┌─ Supplied records
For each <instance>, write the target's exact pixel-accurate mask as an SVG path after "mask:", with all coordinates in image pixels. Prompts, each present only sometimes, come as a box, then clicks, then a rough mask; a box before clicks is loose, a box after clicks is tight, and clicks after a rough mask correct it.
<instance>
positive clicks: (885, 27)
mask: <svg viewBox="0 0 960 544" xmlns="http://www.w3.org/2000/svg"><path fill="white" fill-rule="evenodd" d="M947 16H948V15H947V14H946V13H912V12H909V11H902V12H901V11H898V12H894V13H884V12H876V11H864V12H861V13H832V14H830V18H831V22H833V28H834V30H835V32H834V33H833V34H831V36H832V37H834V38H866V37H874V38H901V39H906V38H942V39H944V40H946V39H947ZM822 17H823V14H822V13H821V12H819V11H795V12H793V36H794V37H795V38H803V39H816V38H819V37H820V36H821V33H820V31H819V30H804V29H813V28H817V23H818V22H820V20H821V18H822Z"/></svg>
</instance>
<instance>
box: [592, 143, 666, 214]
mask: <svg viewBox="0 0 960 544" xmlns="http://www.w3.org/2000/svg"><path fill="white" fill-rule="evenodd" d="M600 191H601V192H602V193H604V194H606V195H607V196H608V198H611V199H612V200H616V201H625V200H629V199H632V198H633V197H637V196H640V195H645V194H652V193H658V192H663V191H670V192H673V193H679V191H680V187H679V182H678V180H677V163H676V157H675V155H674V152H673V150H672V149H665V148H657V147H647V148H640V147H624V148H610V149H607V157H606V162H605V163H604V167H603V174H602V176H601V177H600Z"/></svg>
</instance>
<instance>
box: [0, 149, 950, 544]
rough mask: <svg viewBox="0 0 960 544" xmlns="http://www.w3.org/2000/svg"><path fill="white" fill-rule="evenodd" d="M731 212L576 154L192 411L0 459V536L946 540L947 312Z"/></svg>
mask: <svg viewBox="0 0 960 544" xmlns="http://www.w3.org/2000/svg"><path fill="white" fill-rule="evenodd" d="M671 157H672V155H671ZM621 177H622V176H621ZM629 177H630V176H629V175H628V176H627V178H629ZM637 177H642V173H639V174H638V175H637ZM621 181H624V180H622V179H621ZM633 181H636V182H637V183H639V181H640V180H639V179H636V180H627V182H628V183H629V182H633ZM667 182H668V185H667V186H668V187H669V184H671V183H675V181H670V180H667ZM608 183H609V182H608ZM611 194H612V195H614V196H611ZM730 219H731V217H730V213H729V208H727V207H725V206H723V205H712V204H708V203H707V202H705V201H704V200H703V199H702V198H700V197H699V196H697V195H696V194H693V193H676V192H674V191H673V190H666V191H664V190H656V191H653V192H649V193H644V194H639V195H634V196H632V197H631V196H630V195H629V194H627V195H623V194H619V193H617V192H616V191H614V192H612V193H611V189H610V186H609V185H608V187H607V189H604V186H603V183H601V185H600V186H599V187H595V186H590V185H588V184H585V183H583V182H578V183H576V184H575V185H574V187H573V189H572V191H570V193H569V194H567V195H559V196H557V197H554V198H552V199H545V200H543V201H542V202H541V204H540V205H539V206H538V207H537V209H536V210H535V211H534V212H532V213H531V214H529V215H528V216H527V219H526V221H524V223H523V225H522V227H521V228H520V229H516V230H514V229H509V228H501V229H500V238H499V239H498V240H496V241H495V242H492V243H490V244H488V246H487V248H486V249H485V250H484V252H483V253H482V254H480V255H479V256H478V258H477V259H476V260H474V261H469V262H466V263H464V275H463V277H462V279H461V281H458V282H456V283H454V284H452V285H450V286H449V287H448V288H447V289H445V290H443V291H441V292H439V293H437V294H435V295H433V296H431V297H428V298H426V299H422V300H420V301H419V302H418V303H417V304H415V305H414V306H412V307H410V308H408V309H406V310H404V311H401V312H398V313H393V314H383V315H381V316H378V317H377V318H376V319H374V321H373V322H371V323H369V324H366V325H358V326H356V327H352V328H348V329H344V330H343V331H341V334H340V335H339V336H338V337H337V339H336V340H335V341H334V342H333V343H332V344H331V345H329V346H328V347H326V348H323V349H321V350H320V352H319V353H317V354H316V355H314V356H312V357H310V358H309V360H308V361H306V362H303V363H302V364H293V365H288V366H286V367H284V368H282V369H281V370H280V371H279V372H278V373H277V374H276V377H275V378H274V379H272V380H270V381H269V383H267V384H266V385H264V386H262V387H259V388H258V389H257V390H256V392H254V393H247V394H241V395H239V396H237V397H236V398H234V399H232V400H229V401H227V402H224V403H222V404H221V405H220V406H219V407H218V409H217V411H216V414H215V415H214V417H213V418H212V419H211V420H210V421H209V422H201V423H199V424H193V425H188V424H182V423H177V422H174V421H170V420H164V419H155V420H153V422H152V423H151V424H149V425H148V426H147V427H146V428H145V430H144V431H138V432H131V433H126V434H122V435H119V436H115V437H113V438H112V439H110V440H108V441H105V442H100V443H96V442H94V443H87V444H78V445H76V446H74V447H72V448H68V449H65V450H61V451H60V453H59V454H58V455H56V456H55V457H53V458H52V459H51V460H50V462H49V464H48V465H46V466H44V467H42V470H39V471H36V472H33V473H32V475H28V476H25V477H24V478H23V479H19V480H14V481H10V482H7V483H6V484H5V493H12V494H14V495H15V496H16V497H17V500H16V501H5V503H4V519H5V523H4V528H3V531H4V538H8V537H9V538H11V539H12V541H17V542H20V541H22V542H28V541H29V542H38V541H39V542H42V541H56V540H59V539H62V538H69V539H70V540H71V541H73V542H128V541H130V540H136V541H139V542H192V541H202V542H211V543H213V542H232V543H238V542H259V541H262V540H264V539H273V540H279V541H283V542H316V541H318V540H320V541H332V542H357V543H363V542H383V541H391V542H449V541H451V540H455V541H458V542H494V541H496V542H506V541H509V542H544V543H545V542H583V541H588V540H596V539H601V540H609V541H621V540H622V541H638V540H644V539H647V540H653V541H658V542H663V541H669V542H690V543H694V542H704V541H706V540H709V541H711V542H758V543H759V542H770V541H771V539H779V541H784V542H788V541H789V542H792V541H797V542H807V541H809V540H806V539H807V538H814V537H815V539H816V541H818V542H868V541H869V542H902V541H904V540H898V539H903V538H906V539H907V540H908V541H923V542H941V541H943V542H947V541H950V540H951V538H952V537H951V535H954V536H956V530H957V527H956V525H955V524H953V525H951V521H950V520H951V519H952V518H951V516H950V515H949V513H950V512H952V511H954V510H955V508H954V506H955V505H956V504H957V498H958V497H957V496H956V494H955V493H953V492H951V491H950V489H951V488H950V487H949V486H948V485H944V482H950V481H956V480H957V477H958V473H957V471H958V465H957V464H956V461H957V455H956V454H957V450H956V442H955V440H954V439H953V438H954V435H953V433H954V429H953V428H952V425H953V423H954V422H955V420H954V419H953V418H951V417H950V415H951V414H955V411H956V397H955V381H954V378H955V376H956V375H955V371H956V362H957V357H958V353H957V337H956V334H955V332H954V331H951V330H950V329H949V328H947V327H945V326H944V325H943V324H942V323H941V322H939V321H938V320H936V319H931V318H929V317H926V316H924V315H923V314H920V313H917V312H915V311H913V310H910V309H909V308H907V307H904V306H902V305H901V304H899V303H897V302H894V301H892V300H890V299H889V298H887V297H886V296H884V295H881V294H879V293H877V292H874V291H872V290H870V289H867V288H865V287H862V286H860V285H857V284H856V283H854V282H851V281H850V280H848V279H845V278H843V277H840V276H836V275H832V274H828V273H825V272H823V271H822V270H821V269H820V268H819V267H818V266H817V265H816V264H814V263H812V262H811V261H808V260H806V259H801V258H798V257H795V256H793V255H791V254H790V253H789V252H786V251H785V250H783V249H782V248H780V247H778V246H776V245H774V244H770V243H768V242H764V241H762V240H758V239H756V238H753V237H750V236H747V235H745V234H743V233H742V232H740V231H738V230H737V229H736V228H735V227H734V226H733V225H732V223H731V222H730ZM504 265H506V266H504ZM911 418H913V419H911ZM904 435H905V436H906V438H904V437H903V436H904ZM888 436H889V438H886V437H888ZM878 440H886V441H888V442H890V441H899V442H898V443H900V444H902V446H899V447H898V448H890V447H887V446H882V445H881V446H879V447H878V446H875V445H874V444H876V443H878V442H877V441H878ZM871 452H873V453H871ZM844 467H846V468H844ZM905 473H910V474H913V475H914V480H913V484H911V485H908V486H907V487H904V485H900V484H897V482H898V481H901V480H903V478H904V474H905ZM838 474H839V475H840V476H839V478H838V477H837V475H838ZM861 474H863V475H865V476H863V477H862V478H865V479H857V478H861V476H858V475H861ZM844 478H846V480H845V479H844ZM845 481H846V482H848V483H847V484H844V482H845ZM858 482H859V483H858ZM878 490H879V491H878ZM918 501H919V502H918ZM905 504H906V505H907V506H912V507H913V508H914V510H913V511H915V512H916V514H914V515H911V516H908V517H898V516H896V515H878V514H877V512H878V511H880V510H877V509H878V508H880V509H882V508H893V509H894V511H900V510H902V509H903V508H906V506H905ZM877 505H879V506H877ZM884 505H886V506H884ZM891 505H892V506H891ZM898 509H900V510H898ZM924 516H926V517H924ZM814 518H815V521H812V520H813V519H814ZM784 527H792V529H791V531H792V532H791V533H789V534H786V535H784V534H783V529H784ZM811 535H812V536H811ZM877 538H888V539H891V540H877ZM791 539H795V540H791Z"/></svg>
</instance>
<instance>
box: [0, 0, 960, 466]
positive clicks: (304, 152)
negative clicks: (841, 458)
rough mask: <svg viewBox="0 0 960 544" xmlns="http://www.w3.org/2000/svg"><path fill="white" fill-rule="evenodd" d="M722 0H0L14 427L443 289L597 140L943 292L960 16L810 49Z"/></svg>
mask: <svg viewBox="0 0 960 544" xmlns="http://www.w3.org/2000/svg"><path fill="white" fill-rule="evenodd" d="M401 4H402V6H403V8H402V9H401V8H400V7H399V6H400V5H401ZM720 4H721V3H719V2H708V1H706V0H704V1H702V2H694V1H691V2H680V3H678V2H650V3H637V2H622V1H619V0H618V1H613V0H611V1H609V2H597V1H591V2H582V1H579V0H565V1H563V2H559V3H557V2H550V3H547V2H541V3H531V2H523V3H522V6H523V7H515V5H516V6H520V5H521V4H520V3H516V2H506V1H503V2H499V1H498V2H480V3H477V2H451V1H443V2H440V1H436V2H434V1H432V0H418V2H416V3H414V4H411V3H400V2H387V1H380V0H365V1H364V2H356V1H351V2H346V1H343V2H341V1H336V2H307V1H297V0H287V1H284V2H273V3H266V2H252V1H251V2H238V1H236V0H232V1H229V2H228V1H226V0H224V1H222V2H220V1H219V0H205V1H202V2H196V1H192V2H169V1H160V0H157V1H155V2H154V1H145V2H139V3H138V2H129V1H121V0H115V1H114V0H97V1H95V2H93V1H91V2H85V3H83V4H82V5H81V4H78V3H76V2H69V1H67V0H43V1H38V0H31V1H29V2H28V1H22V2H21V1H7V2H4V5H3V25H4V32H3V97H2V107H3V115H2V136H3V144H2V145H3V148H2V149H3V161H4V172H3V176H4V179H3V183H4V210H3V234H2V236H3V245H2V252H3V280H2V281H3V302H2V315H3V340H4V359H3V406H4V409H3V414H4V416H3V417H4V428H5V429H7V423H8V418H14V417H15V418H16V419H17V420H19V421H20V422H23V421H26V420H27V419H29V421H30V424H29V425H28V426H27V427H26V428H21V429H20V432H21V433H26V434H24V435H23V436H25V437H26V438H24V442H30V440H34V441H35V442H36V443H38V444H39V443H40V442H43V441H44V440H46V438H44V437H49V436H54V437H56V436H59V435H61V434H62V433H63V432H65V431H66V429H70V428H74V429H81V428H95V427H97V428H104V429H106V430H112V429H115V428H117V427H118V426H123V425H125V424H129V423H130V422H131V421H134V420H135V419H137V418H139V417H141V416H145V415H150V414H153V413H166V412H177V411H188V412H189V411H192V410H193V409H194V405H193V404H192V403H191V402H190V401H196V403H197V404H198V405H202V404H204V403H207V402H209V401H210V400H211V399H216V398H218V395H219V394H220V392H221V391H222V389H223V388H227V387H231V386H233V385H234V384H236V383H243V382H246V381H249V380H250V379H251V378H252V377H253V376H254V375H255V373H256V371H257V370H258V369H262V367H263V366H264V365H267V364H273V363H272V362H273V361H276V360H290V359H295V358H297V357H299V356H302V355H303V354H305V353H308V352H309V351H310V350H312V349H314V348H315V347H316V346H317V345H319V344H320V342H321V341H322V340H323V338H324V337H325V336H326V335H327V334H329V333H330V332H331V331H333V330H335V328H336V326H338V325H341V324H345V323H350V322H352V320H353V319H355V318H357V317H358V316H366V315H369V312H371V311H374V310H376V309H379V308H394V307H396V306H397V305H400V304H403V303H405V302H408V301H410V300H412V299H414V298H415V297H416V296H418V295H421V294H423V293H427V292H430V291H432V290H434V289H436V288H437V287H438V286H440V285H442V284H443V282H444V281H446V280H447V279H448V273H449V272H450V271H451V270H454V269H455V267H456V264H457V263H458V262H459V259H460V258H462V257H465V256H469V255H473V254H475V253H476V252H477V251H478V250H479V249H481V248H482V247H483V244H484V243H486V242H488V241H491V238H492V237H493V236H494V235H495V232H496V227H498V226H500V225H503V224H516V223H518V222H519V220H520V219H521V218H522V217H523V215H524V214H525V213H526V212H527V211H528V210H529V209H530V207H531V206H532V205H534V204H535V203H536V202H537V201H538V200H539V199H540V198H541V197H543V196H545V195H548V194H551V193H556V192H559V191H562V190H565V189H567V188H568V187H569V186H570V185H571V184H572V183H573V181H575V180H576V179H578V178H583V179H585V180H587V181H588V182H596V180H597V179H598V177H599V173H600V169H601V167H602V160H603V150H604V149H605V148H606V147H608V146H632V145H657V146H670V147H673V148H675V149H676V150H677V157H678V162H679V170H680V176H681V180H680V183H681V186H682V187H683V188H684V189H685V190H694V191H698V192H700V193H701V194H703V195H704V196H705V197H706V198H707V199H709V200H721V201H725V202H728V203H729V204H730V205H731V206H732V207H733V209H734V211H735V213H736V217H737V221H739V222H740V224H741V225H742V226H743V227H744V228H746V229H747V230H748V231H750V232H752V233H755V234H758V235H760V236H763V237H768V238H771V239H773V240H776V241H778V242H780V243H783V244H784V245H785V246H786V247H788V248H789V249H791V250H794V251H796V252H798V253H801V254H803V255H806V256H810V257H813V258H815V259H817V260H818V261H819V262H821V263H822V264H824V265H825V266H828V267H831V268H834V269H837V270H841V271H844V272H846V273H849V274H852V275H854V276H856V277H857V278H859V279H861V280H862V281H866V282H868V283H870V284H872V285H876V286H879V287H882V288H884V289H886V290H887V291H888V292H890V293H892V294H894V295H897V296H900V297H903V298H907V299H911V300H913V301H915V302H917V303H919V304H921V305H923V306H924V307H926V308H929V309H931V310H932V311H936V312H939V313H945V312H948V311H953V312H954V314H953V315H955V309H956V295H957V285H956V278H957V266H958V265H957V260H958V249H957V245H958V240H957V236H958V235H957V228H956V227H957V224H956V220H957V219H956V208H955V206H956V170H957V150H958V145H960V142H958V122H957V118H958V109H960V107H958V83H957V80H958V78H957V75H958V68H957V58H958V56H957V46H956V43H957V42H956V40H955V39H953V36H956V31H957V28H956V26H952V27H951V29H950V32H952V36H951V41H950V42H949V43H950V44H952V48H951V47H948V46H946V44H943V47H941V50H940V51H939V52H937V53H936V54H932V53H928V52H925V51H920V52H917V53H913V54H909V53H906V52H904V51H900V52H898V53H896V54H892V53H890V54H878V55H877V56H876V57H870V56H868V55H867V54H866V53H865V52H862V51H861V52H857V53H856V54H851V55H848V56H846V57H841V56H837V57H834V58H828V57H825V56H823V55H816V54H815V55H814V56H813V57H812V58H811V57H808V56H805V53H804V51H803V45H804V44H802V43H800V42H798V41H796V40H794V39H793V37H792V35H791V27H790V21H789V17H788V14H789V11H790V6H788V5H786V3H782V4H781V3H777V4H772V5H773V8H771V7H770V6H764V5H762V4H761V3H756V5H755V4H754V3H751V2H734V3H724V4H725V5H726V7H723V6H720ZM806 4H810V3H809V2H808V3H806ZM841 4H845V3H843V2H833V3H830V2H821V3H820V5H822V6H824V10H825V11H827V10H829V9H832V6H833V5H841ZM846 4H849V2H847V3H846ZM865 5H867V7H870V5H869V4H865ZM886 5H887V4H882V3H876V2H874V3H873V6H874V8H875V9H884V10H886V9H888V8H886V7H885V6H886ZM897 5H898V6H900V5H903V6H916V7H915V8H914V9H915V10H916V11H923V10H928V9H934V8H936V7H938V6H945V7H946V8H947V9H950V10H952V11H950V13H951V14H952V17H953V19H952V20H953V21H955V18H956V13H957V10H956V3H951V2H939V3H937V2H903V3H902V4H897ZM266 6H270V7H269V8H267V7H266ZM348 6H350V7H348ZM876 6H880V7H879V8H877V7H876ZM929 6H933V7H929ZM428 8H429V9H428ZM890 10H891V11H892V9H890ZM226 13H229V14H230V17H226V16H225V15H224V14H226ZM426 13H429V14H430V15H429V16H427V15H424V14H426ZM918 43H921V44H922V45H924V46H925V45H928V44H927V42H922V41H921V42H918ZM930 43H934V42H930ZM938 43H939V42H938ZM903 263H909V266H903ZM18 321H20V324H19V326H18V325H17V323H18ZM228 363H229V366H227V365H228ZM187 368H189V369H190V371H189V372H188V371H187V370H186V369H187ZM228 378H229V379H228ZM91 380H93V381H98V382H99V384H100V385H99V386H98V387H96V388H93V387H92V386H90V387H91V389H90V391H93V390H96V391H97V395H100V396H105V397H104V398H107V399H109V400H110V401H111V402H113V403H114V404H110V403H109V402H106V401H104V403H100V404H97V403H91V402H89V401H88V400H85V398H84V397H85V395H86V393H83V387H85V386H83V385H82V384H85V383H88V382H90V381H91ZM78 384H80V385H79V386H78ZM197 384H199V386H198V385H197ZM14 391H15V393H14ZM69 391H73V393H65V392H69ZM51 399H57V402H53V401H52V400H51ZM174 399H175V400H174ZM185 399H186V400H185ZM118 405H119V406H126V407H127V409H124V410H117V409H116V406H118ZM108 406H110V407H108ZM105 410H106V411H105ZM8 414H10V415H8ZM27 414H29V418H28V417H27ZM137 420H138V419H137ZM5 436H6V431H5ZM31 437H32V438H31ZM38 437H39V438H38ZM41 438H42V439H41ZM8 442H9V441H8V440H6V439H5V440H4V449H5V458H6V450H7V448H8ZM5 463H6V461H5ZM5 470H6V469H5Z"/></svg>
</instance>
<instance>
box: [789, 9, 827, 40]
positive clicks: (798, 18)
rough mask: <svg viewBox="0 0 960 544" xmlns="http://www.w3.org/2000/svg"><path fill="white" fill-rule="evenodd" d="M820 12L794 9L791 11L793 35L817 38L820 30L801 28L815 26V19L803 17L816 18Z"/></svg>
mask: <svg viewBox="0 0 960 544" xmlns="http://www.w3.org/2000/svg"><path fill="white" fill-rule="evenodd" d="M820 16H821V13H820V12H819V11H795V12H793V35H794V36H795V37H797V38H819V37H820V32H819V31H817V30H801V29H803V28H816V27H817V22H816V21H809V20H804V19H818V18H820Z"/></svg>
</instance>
└─
Aim of the exercise: Only the lines from the first line of the records through the line containing "box: [0, 149, 950, 544]" should be repeated, exactly as they appear.

Exercise answer:
For each <instance>, write the target's exact pixel-accurate mask as an SVG path after "mask:", with all coordinates in image pixels. Prompts, each present only sometimes, come as a box, then clicks, then a rough mask; a box before clicks is loose, a box after clicks is tight, and clicks after a rough mask correct it.
<instance>
positive clicks: (885, 27)
mask: <svg viewBox="0 0 960 544" xmlns="http://www.w3.org/2000/svg"><path fill="white" fill-rule="evenodd" d="M947 16H948V15H947V14H946V13H912V12H909V11H902V12H901V11H898V12H894V13H884V12H876V11H864V12H861V13H832V14H830V18H831V22H833V28H834V30H835V32H834V33H833V34H831V36H832V37H834V38H866V37H874V38H901V39H906V38H942V39H944V40H946V39H947ZM822 17H823V14H822V13H821V12H819V11H795V12H793V36H794V37H795V38H803V39H816V38H819V37H820V36H821V33H820V31H819V30H804V29H813V28H817V23H818V22H820V20H821V18H822Z"/></svg>
</instance>
<instance>
box: [592, 143, 666, 214]
mask: <svg viewBox="0 0 960 544" xmlns="http://www.w3.org/2000/svg"><path fill="white" fill-rule="evenodd" d="M600 191H601V192H602V193H604V194H606V195H607V196H608V198H611V199H612V200H616V201H625V200H629V199H632V198H633V197H637V196H640V195H645V194H652V193H658V192H663V191H670V192H673V193H679V191H680V187H679V182H678V180H677V163H676V157H675V155H674V152H673V150H672V149H665V148H657V147H647V148H640V147H624V148H610V149H607V157H606V162H605V163H604V167H603V174H602V176H601V177H600Z"/></svg>
</instance>
<instance>
box: [0, 149, 950, 544]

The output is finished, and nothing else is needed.